* **Task requirements**:
Your job with the data below is to output exactly the lines from the one holding "Query: snow mound" down to the one holding "Query: white cloud", both included, and no others.

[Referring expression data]
┄┄┄┄┄┄┄┄┄┄

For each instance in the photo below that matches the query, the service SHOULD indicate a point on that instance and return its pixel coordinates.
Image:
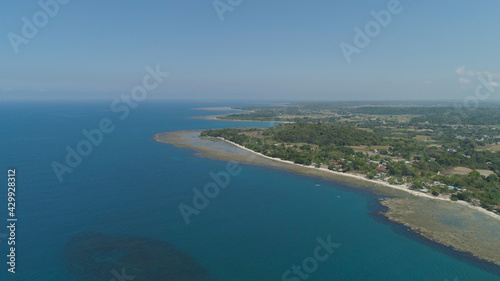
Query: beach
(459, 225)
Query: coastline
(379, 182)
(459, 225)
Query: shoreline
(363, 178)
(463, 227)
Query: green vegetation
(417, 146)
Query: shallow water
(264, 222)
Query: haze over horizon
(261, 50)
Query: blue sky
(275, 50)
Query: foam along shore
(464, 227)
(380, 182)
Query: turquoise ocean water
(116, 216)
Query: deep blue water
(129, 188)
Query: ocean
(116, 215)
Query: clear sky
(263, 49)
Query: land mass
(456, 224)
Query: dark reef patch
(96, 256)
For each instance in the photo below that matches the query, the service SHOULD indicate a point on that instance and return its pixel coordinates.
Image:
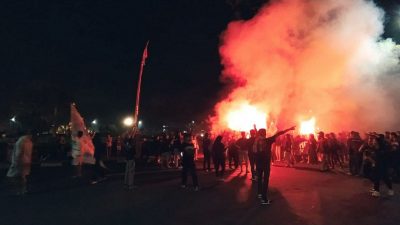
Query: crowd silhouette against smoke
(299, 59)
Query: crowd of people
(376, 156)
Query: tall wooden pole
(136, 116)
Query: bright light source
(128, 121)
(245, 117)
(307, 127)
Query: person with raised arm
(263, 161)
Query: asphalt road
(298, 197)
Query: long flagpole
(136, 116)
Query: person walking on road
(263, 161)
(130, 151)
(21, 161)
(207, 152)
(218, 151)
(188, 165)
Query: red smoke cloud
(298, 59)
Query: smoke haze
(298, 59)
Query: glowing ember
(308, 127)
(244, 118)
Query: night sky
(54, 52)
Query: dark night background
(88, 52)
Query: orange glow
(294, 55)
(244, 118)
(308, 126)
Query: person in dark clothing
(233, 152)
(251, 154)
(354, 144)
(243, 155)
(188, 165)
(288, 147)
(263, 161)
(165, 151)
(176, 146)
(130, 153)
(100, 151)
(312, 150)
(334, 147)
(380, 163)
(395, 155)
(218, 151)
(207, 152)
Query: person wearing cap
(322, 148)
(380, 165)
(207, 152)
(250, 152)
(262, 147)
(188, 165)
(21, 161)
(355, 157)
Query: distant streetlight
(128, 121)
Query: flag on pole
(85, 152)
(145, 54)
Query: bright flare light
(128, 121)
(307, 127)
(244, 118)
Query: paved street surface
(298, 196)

┄┄┄┄┄┄┄┄┄┄

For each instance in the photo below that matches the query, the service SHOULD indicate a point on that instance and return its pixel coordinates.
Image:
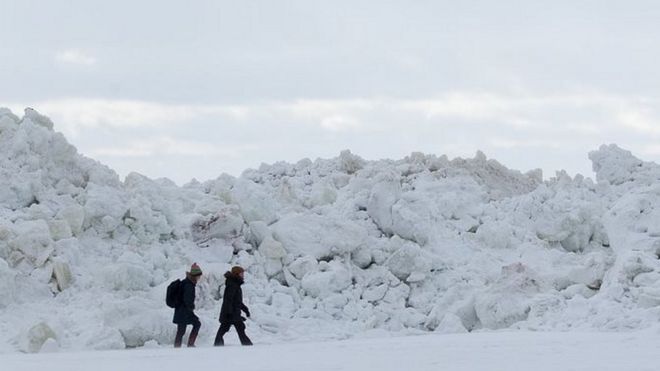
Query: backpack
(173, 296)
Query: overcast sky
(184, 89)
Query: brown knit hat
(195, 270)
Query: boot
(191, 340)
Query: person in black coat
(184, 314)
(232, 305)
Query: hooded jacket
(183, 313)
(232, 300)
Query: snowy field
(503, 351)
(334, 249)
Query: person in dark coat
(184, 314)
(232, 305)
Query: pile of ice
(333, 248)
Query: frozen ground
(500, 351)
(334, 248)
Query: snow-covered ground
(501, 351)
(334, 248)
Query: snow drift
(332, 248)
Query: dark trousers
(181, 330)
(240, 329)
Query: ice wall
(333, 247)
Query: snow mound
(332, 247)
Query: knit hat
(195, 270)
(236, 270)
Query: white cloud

┄┄┄┄┄┄┄┄┄┄

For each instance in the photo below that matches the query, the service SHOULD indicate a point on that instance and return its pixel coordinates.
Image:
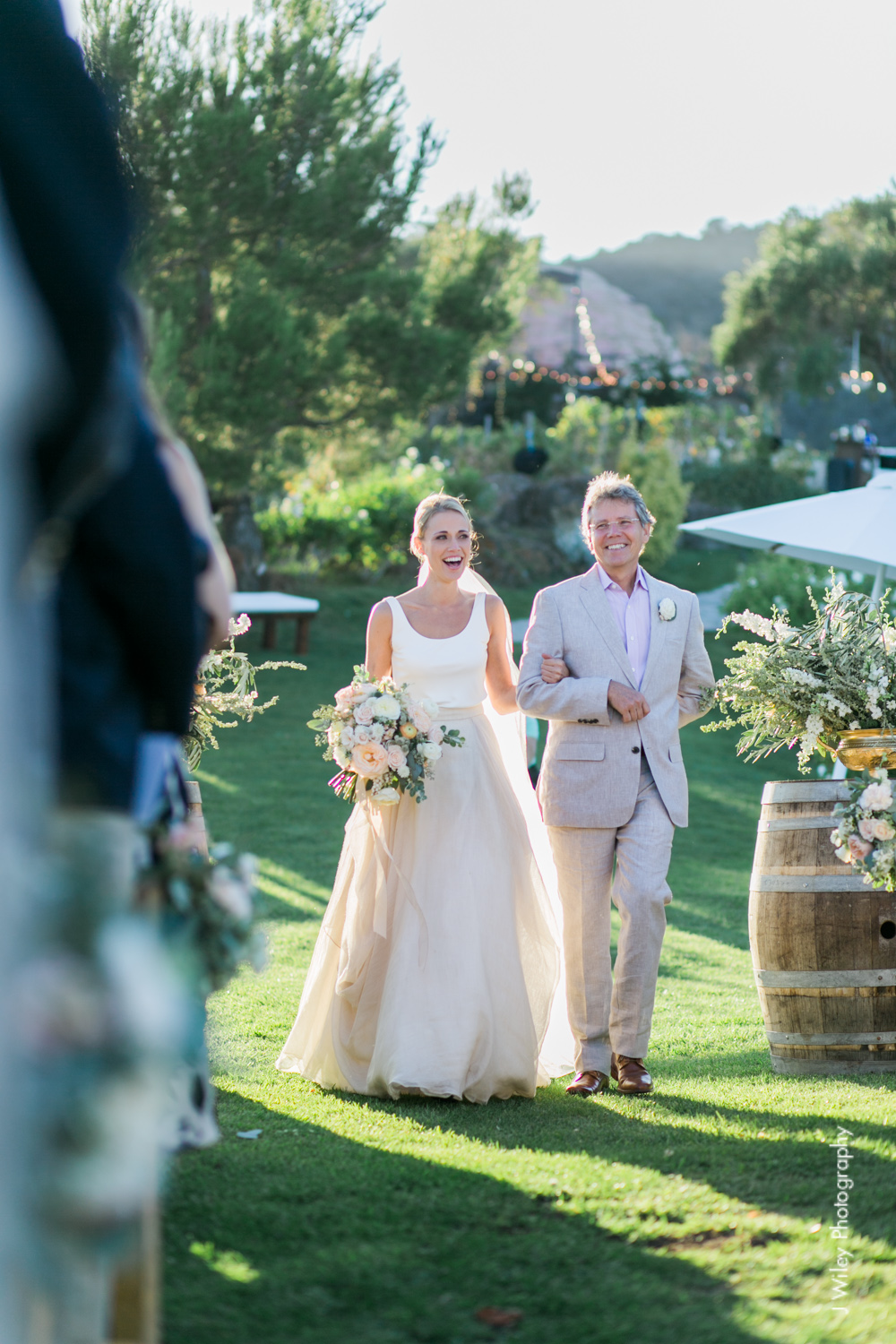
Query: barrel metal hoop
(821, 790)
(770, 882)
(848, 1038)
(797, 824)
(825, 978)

┄┄┄┄┄┄┄┄┄┄

* **Answer**:
Query: snow mound
(332, 247)
Query: knit hat
(195, 270)
(236, 270)
Query: white cloud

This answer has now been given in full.